- Dataset entries
===

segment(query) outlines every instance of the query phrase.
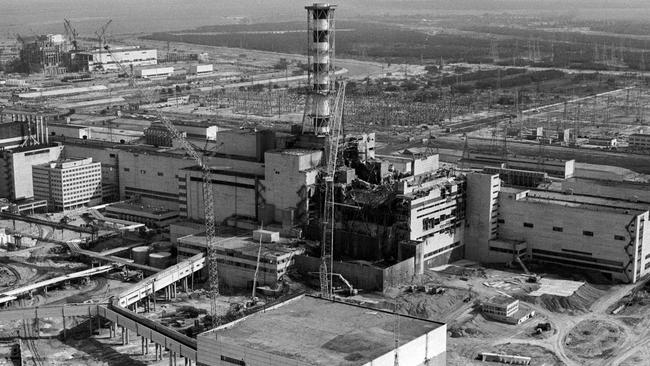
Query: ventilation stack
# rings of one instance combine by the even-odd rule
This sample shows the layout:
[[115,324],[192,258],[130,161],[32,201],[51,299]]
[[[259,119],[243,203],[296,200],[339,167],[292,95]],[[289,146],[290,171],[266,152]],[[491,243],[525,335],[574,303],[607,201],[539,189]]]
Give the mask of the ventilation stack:
[[315,3],[306,6],[308,36],[307,115],[315,135],[330,132],[330,99],[334,89],[334,8],[336,5]]

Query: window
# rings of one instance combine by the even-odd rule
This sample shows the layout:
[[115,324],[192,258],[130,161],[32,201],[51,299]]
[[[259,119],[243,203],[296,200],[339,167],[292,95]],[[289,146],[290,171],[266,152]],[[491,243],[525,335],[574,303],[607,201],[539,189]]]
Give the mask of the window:
[[557,231],[558,233],[561,233],[564,231],[564,228],[559,226],[553,226],[553,231]]
[[140,169],[140,174],[147,174],[147,171],[144,169]]
[[162,172],[158,172],[158,176],[159,176],[159,177],[162,177],[162,176],[163,176],[163,173],[162,173]]
[[129,168],[124,168],[124,171],[125,171],[125,172],[130,172],[131,169],[129,169]]
[[622,235],[614,235],[615,240],[625,240],[625,237]]
[[524,222],[524,227],[535,227],[535,225],[531,224],[530,222]]
[[226,361],[228,363],[232,363],[232,364],[235,364],[235,365],[246,366],[246,361],[238,360],[236,358],[232,358],[232,357],[228,357],[228,356],[224,356],[224,355],[221,355],[221,361]]
[[582,232],[582,235],[584,235],[584,236],[594,236],[594,232],[593,232],[593,231],[587,231],[587,230],[584,230],[584,231]]
[[114,158],[114,157],[115,157],[115,154],[108,154],[108,157],[109,157],[109,158]]
[[499,224],[505,224],[505,223],[506,223],[506,220],[504,220],[504,219],[497,219],[497,223],[499,223]]

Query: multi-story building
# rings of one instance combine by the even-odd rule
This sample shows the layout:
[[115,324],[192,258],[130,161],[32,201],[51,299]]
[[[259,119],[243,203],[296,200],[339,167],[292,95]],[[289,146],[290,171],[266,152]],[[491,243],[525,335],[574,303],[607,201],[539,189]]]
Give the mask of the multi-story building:
[[104,202],[120,200],[119,144],[97,140],[61,138],[61,136],[58,136],[58,141],[65,143],[65,155],[85,156],[92,158],[95,162],[102,163],[102,199]]
[[64,73],[65,54],[70,44],[60,34],[24,37],[20,39],[20,60],[27,72],[43,72],[49,75]]
[[483,169],[486,167],[501,168],[507,163],[510,169],[541,171],[551,177],[567,179],[575,174],[575,160],[559,160],[545,157],[529,157],[509,155],[507,162],[501,155],[486,153],[469,153],[464,163],[468,168]]
[[129,66],[149,66],[158,63],[158,51],[139,47],[113,48],[111,52],[103,49],[75,52],[72,62],[82,70],[119,70],[119,64]]
[[[305,249],[293,240],[281,238],[277,243],[261,243],[251,237],[224,235],[214,238],[219,263],[219,283],[231,287],[250,287],[258,268],[257,283],[275,285],[294,263],[293,257]],[[207,252],[205,234],[177,239],[178,261]],[[261,251],[260,251],[261,245]]]
[[633,133],[627,138],[627,143],[634,149],[650,149],[650,134]]
[[51,210],[67,211],[102,201],[102,167],[92,158],[67,159],[32,168],[34,197]]
[[53,144],[0,151],[0,197],[12,201],[33,198],[32,167],[59,160],[63,149],[63,145]]
[[491,174],[473,173],[468,179],[468,259],[504,263],[523,257],[631,283],[650,272],[646,204],[499,188],[498,176]]

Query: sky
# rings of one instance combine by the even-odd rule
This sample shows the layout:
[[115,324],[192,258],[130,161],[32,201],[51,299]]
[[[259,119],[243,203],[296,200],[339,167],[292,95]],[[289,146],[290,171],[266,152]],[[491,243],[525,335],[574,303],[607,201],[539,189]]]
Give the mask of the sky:
[[[319,1],[319,0],[316,0]],[[70,19],[81,35],[92,35],[108,19],[109,33],[193,29],[227,24],[233,17],[255,21],[304,19],[305,0],[0,0],[0,33],[63,33]],[[322,2],[320,0],[319,2]],[[339,17],[448,10],[572,12],[596,18],[650,18],[650,0],[338,0]]]

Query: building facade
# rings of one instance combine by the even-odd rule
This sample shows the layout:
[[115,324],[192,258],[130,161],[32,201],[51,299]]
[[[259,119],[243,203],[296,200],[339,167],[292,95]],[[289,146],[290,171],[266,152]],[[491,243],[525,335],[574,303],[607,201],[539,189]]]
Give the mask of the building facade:
[[628,137],[627,143],[634,149],[650,149],[650,135],[645,133],[633,133]]
[[650,271],[647,205],[571,192],[498,188],[497,179],[481,173],[468,176],[468,259],[505,263],[526,258],[629,283]]
[[34,197],[32,167],[58,160],[63,145],[36,145],[0,151],[0,197],[13,201]]
[[73,62],[81,69],[88,71],[120,70],[119,64],[125,67],[156,65],[158,64],[158,51],[133,47],[115,48],[109,53],[97,49],[74,53]]
[[67,211],[102,201],[102,167],[92,158],[68,159],[32,168],[34,198]]

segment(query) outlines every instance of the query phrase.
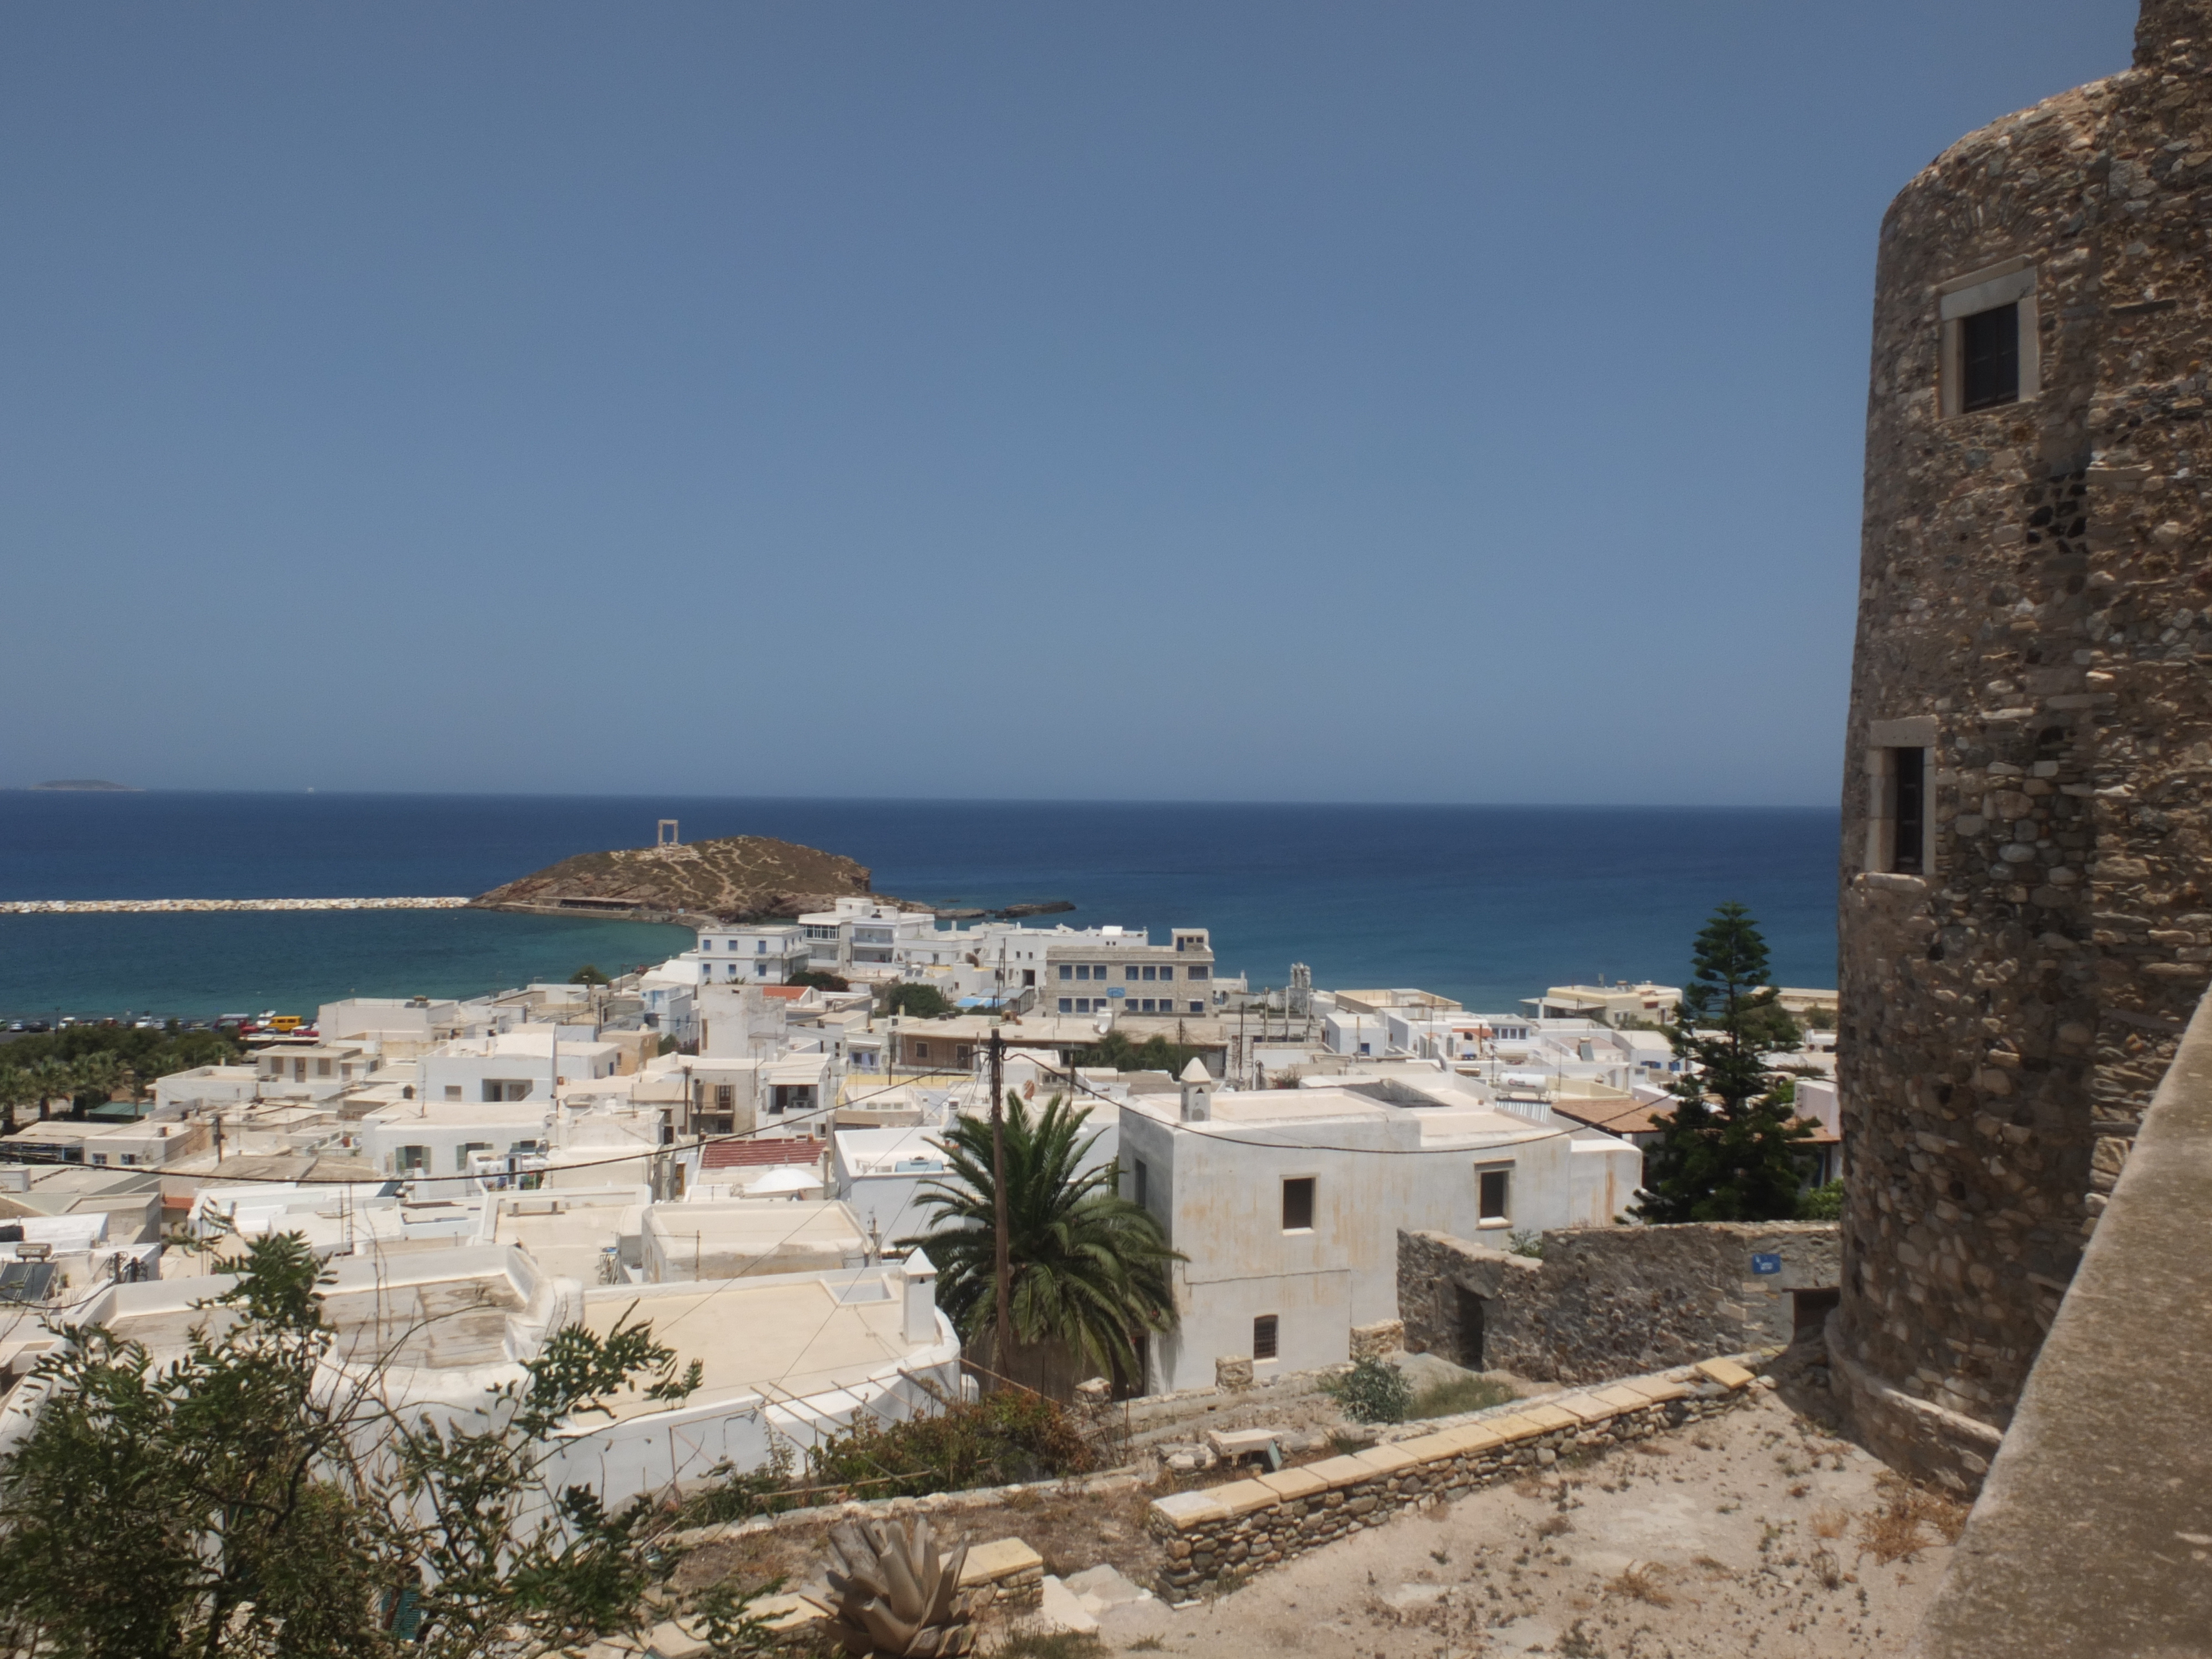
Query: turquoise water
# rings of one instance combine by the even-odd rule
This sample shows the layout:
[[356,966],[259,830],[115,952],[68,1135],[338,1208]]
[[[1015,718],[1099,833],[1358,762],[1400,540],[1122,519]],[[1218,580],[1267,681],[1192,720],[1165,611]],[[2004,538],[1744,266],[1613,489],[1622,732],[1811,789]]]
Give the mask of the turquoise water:
[[[1419,985],[1508,1008],[1545,986],[1679,980],[1740,899],[1785,984],[1835,982],[1837,819],[1795,809],[0,793],[0,898],[483,891],[572,853],[779,836],[879,892],[1067,899],[1050,920],[1204,927],[1224,970]],[[0,1017],[205,1017],[472,994],[657,961],[684,930],[475,911],[0,917]]]

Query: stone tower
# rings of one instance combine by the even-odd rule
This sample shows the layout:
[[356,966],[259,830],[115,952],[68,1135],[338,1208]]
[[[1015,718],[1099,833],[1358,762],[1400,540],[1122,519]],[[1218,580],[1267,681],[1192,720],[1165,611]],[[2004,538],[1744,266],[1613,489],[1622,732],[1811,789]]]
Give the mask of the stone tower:
[[2212,976],[2212,0],[1881,227],[1833,1375],[1972,1487]]

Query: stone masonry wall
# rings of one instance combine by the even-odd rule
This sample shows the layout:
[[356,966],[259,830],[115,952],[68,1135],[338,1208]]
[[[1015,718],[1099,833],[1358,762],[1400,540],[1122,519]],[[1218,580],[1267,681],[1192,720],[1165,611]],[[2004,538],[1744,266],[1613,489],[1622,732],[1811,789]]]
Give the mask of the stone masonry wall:
[[[1754,1255],[1778,1255],[1782,1271],[1755,1273]],[[1589,1382],[1787,1344],[1794,1292],[1834,1288],[1838,1261],[1830,1222],[1565,1227],[1544,1235],[1540,1261],[1401,1232],[1398,1312],[1407,1347],[1468,1364],[1470,1292],[1486,1367]]]
[[1401,1510],[1713,1416],[1747,1397],[1753,1380],[1733,1360],[1711,1359],[1595,1393],[1522,1401],[1348,1457],[1156,1498],[1145,1520],[1168,1557],[1160,1594],[1176,1601],[1231,1589]]
[[[1881,228],[1831,1336],[1869,1443],[1969,1486],[2212,977],[2208,76],[2212,0],[2150,0],[2135,68],[1960,141]],[[2015,263],[2039,386],[1947,416],[1944,285]],[[1932,861],[1899,873],[1881,757],[1913,746]]]

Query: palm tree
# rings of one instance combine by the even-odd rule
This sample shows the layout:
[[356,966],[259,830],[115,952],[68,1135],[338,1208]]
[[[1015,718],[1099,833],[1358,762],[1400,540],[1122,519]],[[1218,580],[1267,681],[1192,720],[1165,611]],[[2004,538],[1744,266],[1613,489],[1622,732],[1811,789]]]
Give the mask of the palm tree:
[[80,1055],[70,1066],[68,1093],[72,1108],[82,1115],[91,1107],[106,1105],[130,1074],[113,1054]]
[[15,1133],[15,1109],[28,1106],[39,1098],[39,1085],[31,1073],[21,1066],[0,1067],[0,1115],[7,1121],[6,1133]]
[[77,1070],[68,1060],[48,1055],[34,1062],[25,1075],[30,1079],[31,1098],[38,1106],[41,1122],[46,1121],[50,1103],[57,1097],[71,1099],[76,1094]]
[[[1054,1095],[1032,1117],[1018,1094],[1006,1097],[1008,1300],[1017,1352],[991,1357],[1001,1371],[1024,1361],[1042,1380],[1058,1369],[1051,1363],[1057,1358],[1072,1361],[1077,1377],[1133,1377],[1143,1334],[1175,1328],[1168,1264],[1184,1258],[1169,1248],[1150,1211],[1121,1195],[1117,1164],[1082,1173],[1098,1140],[1081,1133],[1088,1115]],[[990,1120],[962,1118],[945,1145],[951,1178],[921,1192],[930,1231],[899,1243],[929,1252],[938,1300],[962,1341],[971,1352],[988,1351],[998,1248]]]

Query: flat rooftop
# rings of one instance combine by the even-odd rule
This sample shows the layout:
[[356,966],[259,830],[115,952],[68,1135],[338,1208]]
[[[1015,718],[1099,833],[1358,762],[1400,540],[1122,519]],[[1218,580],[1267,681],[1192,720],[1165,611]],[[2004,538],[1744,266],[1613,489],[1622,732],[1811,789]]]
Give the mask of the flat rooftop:
[[635,1238],[644,1215],[642,1200],[570,1202],[550,1215],[518,1215],[502,1203],[493,1225],[492,1242],[520,1247],[549,1273],[596,1285],[601,1254],[624,1235]]
[[[587,1297],[584,1323],[605,1335],[626,1316],[650,1322],[653,1335],[676,1350],[679,1366],[700,1363],[695,1404],[735,1394],[770,1400],[817,1394],[858,1382],[920,1346],[903,1334],[905,1306],[890,1282],[896,1273],[876,1267],[781,1283],[632,1286]],[[659,1409],[633,1395],[617,1403],[615,1414]]]
[[[323,1292],[323,1311],[337,1328],[339,1352],[363,1359],[388,1354],[401,1367],[503,1363],[509,1357],[507,1317],[529,1302],[526,1283],[514,1277],[528,1269],[513,1264],[504,1250],[428,1250],[335,1266],[337,1282]],[[182,1349],[195,1328],[229,1318],[227,1309],[194,1304],[235,1283],[210,1277],[118,1285],[98,1316],[158,1358]]]

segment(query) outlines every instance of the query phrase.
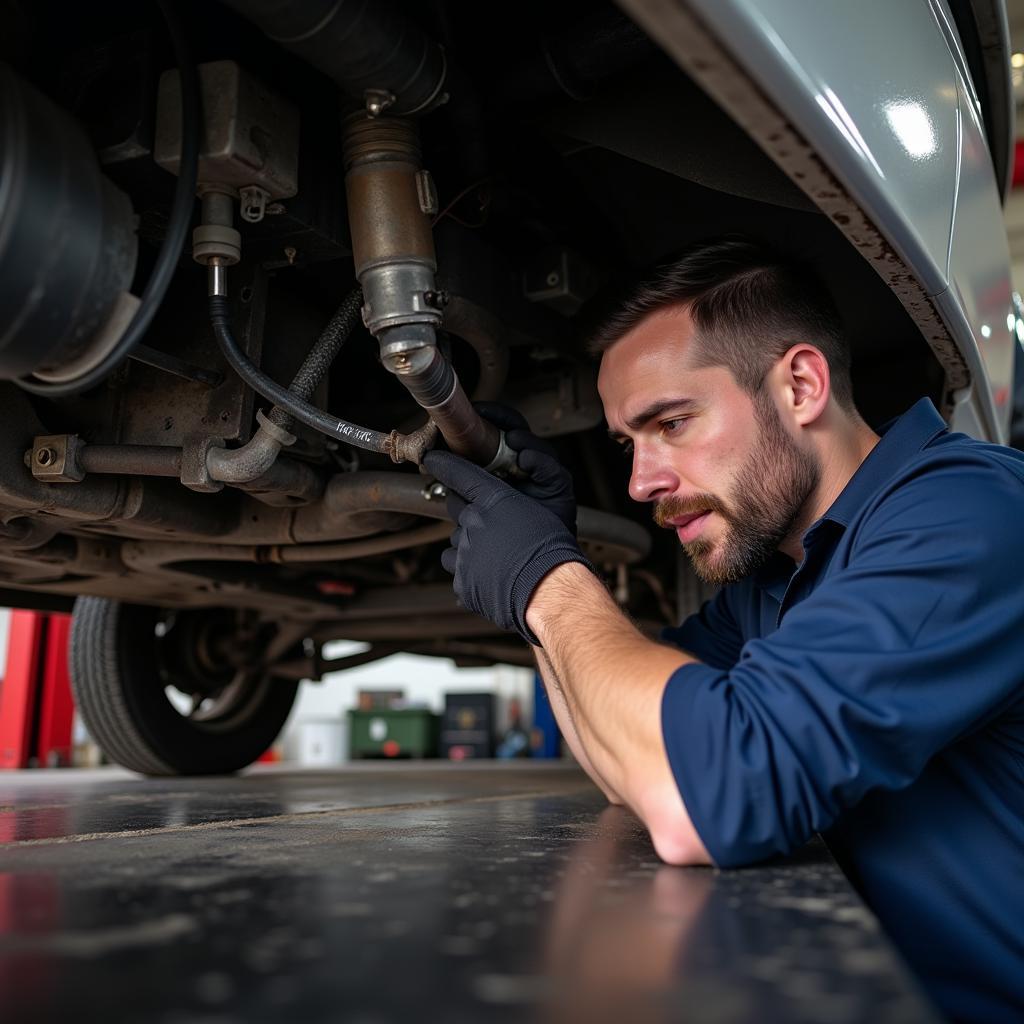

===

- WHAT IS NEEDED
With pictures excluded, the lines running from the one containing "Query: flat rooftop" through the last line of the records above are to be restated exactly and in full.

- RESULT OF THE TASK
Query: flat rooftop
# rings of one instance combine by the even-odd rule
This sample shows the layout:
[[356,966],[259,830],[115,952],[68,1135],[338,1208]]
[[[1015,718],[1099,833],[1358,762],[1400,540],[1122,519]],[[1218,580],[1267,681],[1192,720],[1165,611]],[[2004,538],[1744,266],[1613,489],[1622,732],[1811,789]]]
Give the mask of the flat rooftop:
[[635,1238],[644,1215],[642,1200],[570,1202],[550,1215],[518,1215],[502,1203],[493,1225],[492,1242],[520,1247],[549,1273],[596,1285],[601,1254],[624,1235]]
[[[587,1297],[584,1323],[605,1335],[626,1316],[650,1322],[653,1335],[676,1350],[679,1366],[700,1363],[695,1404],[735,1394],[770,1400],[817,1394],[858,1382],[920,1346],[903,1334],[905,1306],[890,1282],[896,1273],[876,1267],[781,1283],[632,1286]],[[659,1409],[633,1395],[617,1403],[615,1414]]]
[[[323,1292],[323,1311],[337,1328],[339,1352],[363,1359],[388,1354],[401,1367],[503,1363],[509,1357],[507,1317],[529,1302],[526,1283],[514,1277],[528,1269],[513,1264],[504,1250],[428,1250],[335,1266],[337,1282]],[[182,1349],[195,1328],[229,1318],[227,1309],[194,1304],[235,1283],[210,1277],[118,1285],[98,1316],[158,1358]]]

segment(query) outlines every instance of the query phrase.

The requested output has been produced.